- **Work item A**
For the forum thread on nonlinear least squares, decide whether each statement agrees with the text: (i) f(x) has about 100–200 elements; (ii) the current implementation of f takes about 40 seconds on a desktop; (iii) the problem places constraints on x. Answer yes or no for each and quote the words of the text that settle it.
- **Work item B**
Duplicate the portion of the forum thread on nonlinear least squares that opens with the words containing "I am using an" and closes with "combined with ForwardDiff?".

Solver and AD advice for nonlinear LS problem

(This is a vague open-ended question for which I cannot provide an MWE.)

I have a nonlinear least squares problem

\min_x \| f(x) \|_2^2

where x \in \mathbb{R}^N, N \approx 20...40, and f(x) has about 100–200 elements. f should be treated as a black box by the solver. There are no constraints on x.

I have f implemented in Julia, but it still needs optimization, specifically preallocation of buffers (but it has multithreading, oh my aching head). Currently it takes about 40s on a desktop.

I am using an implementation of a trust region method I wrote for a smaller problem, which calculates the Jacobian, using ForwardDiff.jl as a backend. I wonder an algorithm that calculates the Jacobian-vector product would make sense, but I am not sure which packages have a robust implementation (I could write one given a reference).

f allocates like crazy. I could pre-allocate the buffers but, not knowing the types ForwardDiff calls it with, I find this challenging. What are the best practices for preallocation combined with ForwardDiff?

Any other AD backend I should consider?

OhMyThreads.jl has nice functionality and documentation for this, if you want to give it a try.

Is there a reason not to use existing packages like NonlinearSolve.jl?

Also, is the Jacobian sparse? If so, you may achieve significant savings by exploiting it.

Do you mean a robust implementation of the JVP? You can always try them all with DifferentiationInterface.jl, the relevant operator is pushforward.

Probably PreallocationTools.jl?

Have you tried Enzyme.jl?

3 Likes

Yup all of this. NonlinearSolve’s methods are what would be most robust and efficient here, and it ties into DifferentiationInterface.jl so you should just be able to define the ADType and let it fly. The example recreating some of the PETSc examples should be a good starting point:

For nonlinear least squares, you simplify need to tell it what the output sizing is. A tutorial on that is found here:

You can make your system completely non-allocating, see the full discussion in:

That doesn’t discuss PreallocationTools.jl, but the docs there should be relatively straightforward.

- **Records supplied**
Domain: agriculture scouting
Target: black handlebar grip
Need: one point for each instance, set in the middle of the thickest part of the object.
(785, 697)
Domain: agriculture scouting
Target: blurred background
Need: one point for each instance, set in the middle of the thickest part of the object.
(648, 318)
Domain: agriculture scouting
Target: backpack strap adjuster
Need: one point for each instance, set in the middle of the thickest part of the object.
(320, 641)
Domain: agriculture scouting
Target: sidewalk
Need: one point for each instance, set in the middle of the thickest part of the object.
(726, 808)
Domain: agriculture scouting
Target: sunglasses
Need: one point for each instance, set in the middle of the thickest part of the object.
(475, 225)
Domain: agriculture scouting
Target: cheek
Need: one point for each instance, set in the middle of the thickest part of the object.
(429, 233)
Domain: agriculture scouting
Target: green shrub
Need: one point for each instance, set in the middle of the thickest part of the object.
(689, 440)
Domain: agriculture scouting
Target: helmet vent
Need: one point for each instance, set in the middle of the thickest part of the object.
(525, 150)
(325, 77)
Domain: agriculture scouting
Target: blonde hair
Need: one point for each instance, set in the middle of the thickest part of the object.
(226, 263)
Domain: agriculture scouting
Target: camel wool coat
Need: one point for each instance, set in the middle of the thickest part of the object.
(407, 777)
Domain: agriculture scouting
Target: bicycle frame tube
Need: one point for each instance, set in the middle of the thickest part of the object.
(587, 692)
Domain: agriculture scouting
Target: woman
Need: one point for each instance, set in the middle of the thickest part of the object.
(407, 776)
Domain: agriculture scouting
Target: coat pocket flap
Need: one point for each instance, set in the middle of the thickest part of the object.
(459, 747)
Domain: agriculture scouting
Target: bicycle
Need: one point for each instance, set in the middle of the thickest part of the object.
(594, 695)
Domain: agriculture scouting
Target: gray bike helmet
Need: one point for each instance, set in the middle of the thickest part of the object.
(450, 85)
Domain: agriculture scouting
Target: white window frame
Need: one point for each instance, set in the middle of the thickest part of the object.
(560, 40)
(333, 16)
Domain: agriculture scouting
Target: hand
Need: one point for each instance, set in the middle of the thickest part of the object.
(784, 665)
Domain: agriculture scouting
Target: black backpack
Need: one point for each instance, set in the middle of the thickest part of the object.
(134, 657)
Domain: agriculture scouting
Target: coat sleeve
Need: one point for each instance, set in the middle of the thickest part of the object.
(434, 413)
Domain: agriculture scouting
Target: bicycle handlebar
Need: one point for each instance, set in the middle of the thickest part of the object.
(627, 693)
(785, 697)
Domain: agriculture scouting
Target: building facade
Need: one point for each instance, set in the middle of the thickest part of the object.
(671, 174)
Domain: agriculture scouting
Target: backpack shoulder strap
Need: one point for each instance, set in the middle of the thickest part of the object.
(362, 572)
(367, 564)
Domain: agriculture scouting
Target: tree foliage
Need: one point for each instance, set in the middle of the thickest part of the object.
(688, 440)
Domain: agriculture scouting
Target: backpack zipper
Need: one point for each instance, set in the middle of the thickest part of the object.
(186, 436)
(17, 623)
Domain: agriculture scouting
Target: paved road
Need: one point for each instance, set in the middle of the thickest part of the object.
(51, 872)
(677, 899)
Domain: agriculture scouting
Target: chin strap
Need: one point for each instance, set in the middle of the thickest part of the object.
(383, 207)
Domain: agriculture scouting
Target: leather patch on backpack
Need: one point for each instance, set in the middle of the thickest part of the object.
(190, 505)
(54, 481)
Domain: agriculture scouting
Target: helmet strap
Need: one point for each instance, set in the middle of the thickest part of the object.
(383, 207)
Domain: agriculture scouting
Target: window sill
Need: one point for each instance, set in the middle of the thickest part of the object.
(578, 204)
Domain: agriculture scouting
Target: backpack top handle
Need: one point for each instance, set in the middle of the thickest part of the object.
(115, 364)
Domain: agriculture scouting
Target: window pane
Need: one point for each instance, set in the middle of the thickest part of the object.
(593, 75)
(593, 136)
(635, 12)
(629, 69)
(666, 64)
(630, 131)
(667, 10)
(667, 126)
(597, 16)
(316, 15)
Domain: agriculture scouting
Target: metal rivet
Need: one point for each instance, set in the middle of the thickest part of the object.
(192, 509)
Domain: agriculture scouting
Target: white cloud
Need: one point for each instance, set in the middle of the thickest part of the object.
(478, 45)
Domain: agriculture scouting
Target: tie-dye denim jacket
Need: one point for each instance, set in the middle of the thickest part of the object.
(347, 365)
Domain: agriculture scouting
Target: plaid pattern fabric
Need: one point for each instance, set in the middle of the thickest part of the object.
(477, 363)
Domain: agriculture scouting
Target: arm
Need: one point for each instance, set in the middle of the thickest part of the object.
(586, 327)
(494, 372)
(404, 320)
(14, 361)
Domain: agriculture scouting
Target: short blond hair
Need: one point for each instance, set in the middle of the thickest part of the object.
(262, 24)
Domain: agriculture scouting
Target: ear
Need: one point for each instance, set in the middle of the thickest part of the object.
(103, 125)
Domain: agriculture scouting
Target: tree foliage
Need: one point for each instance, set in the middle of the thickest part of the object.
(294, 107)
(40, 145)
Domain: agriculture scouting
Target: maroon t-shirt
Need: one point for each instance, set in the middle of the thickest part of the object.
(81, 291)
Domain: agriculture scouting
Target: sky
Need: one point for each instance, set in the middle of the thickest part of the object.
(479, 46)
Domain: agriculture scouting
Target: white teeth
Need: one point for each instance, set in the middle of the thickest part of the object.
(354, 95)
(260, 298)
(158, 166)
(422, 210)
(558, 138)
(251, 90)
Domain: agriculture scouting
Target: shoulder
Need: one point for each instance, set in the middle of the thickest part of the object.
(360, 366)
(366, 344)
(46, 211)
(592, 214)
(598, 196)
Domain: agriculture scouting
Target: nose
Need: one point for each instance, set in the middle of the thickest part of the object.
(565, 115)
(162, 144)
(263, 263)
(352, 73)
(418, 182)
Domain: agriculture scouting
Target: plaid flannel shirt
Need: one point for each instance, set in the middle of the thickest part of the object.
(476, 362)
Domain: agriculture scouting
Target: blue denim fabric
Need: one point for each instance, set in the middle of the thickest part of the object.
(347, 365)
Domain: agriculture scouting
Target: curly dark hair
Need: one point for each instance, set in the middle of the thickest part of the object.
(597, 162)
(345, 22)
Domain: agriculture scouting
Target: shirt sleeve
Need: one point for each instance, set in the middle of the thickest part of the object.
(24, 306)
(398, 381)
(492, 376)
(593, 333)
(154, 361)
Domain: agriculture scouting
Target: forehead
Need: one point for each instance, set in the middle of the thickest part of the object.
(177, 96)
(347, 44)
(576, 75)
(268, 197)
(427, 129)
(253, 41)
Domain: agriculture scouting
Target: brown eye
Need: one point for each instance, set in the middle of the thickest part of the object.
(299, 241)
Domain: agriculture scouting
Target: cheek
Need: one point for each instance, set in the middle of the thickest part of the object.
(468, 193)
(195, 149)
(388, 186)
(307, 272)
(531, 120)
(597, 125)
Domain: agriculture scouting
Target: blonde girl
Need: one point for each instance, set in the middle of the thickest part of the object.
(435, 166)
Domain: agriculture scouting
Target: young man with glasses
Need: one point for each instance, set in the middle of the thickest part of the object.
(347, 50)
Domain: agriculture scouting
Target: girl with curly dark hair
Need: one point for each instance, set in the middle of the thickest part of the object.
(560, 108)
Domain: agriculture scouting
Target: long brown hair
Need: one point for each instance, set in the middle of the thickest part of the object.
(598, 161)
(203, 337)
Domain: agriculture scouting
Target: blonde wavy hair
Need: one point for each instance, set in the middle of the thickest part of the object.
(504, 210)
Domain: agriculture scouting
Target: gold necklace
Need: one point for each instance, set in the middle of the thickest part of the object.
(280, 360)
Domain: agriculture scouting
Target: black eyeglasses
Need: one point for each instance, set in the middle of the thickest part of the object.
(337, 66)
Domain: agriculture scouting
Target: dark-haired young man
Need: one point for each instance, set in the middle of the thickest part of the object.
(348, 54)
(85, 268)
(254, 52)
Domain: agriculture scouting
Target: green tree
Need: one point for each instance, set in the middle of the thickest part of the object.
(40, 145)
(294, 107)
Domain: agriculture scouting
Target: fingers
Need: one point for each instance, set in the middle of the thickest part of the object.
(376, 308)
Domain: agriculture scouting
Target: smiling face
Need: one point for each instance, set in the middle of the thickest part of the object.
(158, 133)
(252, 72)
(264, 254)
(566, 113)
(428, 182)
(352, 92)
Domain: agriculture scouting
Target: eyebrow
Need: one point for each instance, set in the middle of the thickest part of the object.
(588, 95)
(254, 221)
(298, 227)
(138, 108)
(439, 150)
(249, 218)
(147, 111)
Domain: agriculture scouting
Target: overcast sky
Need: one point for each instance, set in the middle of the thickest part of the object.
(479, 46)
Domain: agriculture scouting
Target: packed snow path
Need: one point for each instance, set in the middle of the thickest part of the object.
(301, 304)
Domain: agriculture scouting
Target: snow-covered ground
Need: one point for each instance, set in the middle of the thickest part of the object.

- **Your response A**
(i) Yes: "f(x) has about 100–200 elements"
(ii) Yes: "Currently it takes about 40s on a desktop."
(iii) No: "There are no constraints on x."

- **Your response B**
I am using an implementation of a trust region method I wrote for a smaller problem, which calculates the Jacobian, using ForwardDiff.jl as a backend. I wonder an algorithm that calculates the Jacobian-vector product would make sense, but I am not sure which packages have a robust implementation (I could write one given a reference).

f allocates like crazy. I could pre-allocate the buffers but, not knowing the types ForwardDiff calls it with, I find this challenging. What are the best practices for preallocation combined with ForwardDiff?